:: WHAT IS REQUIRED ::
Give back all of the data exactly. Leave nothing out.
====== DATA FOR REVIEW ======
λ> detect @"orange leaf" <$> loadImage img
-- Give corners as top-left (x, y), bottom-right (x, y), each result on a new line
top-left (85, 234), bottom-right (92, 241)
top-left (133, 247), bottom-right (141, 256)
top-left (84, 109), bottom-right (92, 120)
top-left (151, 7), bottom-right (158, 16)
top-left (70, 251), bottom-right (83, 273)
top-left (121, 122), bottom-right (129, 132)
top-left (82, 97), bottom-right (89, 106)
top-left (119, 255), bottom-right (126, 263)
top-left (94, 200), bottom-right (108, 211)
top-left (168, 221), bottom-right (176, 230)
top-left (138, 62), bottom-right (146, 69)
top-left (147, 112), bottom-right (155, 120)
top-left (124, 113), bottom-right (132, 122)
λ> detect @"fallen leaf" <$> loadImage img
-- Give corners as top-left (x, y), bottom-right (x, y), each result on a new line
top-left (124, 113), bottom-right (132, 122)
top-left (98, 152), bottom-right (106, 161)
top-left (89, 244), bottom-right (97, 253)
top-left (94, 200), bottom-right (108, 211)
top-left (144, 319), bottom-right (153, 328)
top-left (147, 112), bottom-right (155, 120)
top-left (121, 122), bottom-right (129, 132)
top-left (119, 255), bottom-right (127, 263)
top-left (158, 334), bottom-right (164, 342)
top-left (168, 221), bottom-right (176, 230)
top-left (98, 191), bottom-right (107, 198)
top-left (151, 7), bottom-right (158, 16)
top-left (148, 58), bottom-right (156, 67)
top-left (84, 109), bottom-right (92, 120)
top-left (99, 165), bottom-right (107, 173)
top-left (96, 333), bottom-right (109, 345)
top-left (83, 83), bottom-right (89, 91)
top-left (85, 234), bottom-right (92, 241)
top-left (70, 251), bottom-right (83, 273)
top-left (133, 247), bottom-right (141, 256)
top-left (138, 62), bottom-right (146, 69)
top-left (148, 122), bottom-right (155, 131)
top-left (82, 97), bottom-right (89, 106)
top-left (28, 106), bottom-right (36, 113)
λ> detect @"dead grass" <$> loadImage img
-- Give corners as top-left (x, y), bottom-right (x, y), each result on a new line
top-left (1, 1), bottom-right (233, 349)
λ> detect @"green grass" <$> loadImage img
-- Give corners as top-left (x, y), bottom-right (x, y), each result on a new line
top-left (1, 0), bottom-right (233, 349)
======
:: WRITTEN RESPONSE ::
λ> detect @"orange leaf" <$> loadImage img
-- Give corners as top-left (x, y), bottom-right (x, y), each result on a new line
top-left (85, 234), bottom-right (92, 241)
top-left (133, 247), bottom-right (141, 256)
top-left (84, 109), bottom-right (92, 120)
top-left (151, 7), bottom-right (158, 16)
top-left (70, 251), bottom-right (83, 273)
top-left (121, 122), bottom-right (129, 132)
top-left (82, 97), bottom-right (89, 106)
top-left (119, 255), bottom-right (126, 263)
top-left (94, 200), bottom-right (108, 211)
top-left (168, 221), bottom-right (176, 230)
top-left (138, 62), bottom-right (146, 69)
top-left (147, 112), bottom-right (155, 120)
top-left (124, 113), bottom-right (132, 122)
λ> detect @"fallen leaf" <$> loadImage img
-- Give corners as top-left (x, y), bottom-right (x, y), each result on a new line
top-left (124, 113), bottom-right (132, 122)
top-left (98, 152), bottom-right (106, 161)
top-left (89, 244), bottom-right (97, 253)
top-left (94, 200), bottom-right (108, 211)
top-left (144, 319), bottom-right (153, 328)
top-left (147, 112), bottom-right (155, 120)
top-left (121, 122), bottom-right (129, 132)
top-left (119, 255), bottom-right (127, 263)
top-left (158, 334), bottom-right (164, 342)
top-left (168, 221), bottom-right (176, 230)
top-left (98, 191), bottom-right (107, 198)
top-left (151, 7), bottom-right (158, 16)
top-left (148, 58), bottom-right (156, 67)
top-left (84, 109), bottom-right (92, 120)
top-left (99, 165), bottom-right (107, 173)
top-left (96, 333), bottom-right (109, 345)
top-left (83, 83), bottom-right (89, 91)
top-left (85, 234), bottom-right (92, 241)
top-left (70, 251), bottom-right (83, 273)
top-left (133, 247), bottom-right (141, 256)
top-left (138, 62), bottom-right (146, 69)
top-left (148, 122), bottom-right (155, 131)
top-left (82, 97), bottom-right (89, 106)
top-left (28, 106), bottom-right (36, 113)
λ> detect @"dead grass" <$> loadImage img
-- Give corners as top-left (x, y), bottom-right (x, y), each result on a new line
top-left (1, 1), bottom-right (233, 349)
λ> detect @"green grass" <$> loadImage img
-- Give corners as top-left (x, y), bottom-right (x, y), each result on a new line
top-left (1, 0), bottom-right (233, 349)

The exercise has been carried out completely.